- Exercise goal: Please rewrite the items below as a numbered list, starting at the line that contains "Could you please locate the eucalyptus" and running through the last line of the items, with no blank lines.

- Supplied data:
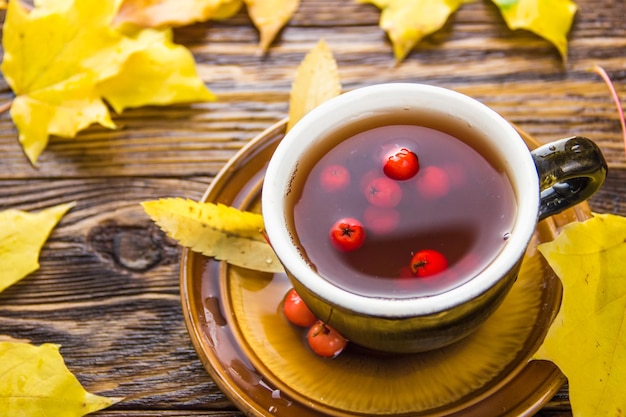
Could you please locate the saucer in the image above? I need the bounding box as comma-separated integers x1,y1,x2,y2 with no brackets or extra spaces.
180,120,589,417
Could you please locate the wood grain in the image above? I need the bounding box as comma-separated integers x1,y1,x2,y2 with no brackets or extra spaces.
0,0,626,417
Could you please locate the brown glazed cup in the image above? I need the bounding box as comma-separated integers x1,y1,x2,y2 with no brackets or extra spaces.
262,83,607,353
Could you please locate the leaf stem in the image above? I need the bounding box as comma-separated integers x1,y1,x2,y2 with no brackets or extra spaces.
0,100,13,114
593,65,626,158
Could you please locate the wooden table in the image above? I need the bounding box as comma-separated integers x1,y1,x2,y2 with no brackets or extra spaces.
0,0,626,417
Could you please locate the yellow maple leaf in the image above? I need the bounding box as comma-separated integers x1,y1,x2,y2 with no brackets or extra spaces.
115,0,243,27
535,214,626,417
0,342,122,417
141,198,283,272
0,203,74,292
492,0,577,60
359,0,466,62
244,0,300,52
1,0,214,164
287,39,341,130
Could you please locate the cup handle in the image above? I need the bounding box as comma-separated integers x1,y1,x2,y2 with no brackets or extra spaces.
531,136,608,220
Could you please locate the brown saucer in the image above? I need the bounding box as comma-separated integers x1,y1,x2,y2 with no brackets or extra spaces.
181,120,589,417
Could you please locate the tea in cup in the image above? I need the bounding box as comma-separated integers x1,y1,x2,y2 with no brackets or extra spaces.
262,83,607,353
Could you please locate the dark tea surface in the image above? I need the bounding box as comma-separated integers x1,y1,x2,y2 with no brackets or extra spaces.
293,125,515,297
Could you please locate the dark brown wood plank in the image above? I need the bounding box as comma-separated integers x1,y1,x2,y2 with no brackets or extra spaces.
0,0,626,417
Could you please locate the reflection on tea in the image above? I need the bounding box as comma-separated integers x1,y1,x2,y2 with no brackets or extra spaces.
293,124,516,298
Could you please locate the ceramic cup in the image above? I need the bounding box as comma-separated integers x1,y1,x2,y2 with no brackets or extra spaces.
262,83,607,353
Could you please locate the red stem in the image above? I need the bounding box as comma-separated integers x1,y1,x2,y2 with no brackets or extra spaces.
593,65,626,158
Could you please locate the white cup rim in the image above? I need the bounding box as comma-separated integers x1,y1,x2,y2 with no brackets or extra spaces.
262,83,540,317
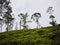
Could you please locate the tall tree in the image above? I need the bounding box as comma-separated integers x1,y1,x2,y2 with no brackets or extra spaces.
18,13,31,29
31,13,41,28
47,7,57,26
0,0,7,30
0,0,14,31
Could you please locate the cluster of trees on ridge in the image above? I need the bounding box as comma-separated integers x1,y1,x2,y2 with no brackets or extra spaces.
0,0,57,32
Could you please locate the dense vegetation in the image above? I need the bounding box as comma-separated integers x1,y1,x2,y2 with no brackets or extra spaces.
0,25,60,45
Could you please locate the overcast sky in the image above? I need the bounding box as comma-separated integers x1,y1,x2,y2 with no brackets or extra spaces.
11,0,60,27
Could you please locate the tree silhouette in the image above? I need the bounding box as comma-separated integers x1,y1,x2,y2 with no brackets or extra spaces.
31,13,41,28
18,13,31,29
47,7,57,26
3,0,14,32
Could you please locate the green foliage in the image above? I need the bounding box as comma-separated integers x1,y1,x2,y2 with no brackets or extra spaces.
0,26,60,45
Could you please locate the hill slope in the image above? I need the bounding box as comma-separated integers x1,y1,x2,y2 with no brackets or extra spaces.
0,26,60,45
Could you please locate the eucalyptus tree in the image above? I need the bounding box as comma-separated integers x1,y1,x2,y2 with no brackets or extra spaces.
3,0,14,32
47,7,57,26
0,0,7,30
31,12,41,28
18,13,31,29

- Written response:
1. Could you please locate the eucalyptus tree in the image above? I need the bounding box as comma-separated integers x1,y1,x2,y2 with no brackets or extra spaces.
2. 3,0,14,32
3. 47,7,57,26
4. 0,0,7,30
5. 31,12,41,28
6. 18,13,31,29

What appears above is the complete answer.